:: Requirement ::
Pick out every line in the rows below that contains the word "white".

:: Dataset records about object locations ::
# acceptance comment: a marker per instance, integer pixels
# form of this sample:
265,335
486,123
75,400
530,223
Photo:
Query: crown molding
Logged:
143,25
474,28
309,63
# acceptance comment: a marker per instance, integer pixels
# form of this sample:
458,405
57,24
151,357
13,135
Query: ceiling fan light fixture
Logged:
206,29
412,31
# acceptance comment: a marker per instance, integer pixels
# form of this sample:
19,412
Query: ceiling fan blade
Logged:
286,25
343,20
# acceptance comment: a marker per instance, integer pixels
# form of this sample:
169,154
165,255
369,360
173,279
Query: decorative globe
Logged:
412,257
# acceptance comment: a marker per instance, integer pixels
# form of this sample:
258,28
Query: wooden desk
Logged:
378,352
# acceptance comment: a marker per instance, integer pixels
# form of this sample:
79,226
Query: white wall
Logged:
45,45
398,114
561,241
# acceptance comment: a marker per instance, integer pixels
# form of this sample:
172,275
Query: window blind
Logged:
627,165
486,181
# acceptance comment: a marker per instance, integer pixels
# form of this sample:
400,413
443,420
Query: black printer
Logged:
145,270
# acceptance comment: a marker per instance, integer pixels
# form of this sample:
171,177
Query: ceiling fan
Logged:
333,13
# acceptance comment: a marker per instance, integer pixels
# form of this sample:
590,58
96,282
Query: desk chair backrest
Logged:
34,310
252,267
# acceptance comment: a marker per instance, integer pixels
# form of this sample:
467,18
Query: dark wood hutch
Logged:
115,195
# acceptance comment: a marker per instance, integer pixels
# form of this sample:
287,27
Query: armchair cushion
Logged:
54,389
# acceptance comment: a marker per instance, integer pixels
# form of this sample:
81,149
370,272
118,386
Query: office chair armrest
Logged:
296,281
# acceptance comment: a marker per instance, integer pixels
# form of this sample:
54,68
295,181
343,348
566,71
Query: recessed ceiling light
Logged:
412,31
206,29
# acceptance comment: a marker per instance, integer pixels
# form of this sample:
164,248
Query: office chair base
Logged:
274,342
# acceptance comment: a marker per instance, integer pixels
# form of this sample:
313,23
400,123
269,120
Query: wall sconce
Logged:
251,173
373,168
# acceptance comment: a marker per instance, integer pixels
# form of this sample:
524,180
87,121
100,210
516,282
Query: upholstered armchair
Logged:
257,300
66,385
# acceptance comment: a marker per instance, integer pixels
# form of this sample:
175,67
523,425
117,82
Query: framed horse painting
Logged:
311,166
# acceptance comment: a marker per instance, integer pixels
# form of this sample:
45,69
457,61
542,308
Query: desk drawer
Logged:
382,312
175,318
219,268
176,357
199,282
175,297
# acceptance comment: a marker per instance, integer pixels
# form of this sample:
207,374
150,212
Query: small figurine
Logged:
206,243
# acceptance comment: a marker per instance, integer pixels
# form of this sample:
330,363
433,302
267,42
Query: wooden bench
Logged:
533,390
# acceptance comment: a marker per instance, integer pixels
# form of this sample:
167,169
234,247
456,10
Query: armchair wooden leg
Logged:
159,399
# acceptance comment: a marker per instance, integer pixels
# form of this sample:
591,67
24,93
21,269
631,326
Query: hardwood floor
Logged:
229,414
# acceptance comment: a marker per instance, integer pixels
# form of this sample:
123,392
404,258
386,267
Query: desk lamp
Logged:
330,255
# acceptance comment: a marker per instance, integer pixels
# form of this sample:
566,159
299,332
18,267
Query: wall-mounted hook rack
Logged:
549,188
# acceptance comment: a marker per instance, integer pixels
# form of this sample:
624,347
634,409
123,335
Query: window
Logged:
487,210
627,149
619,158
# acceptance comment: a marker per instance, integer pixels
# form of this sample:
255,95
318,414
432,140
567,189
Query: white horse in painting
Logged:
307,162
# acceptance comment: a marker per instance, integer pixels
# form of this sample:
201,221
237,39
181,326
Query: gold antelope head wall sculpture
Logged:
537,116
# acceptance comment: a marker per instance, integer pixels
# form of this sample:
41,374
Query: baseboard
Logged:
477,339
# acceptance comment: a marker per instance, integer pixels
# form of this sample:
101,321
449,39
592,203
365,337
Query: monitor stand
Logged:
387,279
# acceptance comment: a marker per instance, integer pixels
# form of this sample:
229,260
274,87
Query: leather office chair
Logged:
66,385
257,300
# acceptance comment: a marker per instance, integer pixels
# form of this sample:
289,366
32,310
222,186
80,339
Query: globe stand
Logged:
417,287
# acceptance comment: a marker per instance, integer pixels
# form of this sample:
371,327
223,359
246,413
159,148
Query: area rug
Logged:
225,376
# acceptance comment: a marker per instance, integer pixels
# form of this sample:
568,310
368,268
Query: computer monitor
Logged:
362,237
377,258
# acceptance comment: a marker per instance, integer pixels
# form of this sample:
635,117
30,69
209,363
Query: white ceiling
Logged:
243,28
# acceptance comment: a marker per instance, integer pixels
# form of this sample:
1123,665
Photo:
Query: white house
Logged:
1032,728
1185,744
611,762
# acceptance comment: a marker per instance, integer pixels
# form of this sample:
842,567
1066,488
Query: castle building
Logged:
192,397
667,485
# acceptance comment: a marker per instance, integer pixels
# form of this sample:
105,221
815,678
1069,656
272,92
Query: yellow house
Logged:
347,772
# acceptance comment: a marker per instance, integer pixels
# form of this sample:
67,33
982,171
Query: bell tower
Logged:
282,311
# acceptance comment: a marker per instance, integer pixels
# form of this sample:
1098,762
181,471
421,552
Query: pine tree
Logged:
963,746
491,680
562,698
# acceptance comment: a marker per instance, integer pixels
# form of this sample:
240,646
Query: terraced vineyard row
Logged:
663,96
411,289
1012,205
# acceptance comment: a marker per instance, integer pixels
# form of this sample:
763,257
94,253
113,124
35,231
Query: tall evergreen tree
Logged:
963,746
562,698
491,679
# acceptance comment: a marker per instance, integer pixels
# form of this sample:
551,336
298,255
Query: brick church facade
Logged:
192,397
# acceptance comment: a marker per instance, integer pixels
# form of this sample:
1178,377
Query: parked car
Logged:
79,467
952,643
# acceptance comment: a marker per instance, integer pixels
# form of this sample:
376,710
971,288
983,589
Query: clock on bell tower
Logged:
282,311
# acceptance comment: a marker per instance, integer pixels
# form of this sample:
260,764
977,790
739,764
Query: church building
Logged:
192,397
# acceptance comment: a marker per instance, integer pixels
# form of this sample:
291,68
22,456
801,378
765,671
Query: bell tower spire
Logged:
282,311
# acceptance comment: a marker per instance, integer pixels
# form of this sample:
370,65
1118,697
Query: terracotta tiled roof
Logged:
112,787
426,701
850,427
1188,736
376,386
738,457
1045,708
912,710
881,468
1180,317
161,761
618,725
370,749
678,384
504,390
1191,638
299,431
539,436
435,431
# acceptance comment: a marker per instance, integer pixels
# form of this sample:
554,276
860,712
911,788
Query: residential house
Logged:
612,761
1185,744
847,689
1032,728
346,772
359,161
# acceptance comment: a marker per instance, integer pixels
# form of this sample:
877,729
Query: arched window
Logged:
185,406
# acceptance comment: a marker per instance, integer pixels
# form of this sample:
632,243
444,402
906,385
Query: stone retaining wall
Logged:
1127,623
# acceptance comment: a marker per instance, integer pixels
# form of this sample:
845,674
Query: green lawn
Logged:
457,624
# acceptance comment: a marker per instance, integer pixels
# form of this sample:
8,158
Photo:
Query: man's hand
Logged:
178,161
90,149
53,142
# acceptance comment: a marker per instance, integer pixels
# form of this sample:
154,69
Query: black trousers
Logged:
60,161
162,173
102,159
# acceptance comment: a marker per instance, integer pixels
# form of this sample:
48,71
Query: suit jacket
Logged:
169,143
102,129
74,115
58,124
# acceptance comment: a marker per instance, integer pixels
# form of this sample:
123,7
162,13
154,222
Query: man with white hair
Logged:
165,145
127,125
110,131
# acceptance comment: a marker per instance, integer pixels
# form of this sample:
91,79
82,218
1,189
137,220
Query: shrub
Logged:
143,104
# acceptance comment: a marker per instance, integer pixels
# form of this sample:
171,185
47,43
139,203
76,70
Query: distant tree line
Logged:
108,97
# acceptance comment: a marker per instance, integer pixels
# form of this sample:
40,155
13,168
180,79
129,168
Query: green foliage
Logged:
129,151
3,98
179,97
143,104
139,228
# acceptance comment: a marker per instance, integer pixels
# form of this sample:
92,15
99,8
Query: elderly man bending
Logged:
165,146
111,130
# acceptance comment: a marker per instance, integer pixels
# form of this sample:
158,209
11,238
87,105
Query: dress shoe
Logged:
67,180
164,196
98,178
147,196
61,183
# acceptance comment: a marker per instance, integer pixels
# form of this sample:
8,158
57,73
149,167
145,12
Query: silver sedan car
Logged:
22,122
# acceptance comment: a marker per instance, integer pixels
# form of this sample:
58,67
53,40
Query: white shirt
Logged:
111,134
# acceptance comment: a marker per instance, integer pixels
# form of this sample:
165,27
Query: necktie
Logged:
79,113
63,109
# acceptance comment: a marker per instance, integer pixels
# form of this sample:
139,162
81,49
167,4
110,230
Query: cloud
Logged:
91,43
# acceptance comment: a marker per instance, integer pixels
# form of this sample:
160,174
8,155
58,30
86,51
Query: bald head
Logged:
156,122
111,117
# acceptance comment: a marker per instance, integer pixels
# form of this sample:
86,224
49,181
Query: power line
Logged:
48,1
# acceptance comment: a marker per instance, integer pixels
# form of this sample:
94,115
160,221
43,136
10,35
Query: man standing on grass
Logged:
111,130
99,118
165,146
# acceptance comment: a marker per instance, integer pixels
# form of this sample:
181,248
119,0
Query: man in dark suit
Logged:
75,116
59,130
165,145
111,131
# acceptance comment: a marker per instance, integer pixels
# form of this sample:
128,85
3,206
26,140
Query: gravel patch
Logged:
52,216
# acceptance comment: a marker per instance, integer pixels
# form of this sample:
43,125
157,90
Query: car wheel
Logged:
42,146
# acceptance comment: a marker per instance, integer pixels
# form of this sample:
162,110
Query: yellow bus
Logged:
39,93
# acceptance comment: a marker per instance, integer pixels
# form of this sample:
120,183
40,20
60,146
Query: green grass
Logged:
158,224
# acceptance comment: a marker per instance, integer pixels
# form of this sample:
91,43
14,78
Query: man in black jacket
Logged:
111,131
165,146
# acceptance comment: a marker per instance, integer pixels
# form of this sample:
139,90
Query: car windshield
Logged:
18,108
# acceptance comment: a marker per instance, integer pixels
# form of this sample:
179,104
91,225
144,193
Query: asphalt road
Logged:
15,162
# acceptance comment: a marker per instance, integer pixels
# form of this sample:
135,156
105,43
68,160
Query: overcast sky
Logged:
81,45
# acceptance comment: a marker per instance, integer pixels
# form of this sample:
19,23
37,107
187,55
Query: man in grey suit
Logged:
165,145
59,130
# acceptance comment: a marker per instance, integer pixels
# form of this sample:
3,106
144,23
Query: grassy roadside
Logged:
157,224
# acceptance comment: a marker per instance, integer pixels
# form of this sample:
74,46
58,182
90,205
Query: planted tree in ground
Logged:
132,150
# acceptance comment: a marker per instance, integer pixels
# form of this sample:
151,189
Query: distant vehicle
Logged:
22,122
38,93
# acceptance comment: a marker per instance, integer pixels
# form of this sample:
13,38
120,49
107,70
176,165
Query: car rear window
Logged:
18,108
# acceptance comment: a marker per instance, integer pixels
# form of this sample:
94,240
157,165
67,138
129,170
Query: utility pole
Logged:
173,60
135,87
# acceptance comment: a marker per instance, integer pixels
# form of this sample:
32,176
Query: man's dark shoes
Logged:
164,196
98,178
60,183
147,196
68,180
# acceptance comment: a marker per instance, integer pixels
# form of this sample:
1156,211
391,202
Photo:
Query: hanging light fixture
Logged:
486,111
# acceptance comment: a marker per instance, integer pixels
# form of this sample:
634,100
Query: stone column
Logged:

:: Solution for this task ::
Query: white wall
Query: white horse in painting
Query: white ceiling
Query: white house
Query: man with white hair
Query: white shirt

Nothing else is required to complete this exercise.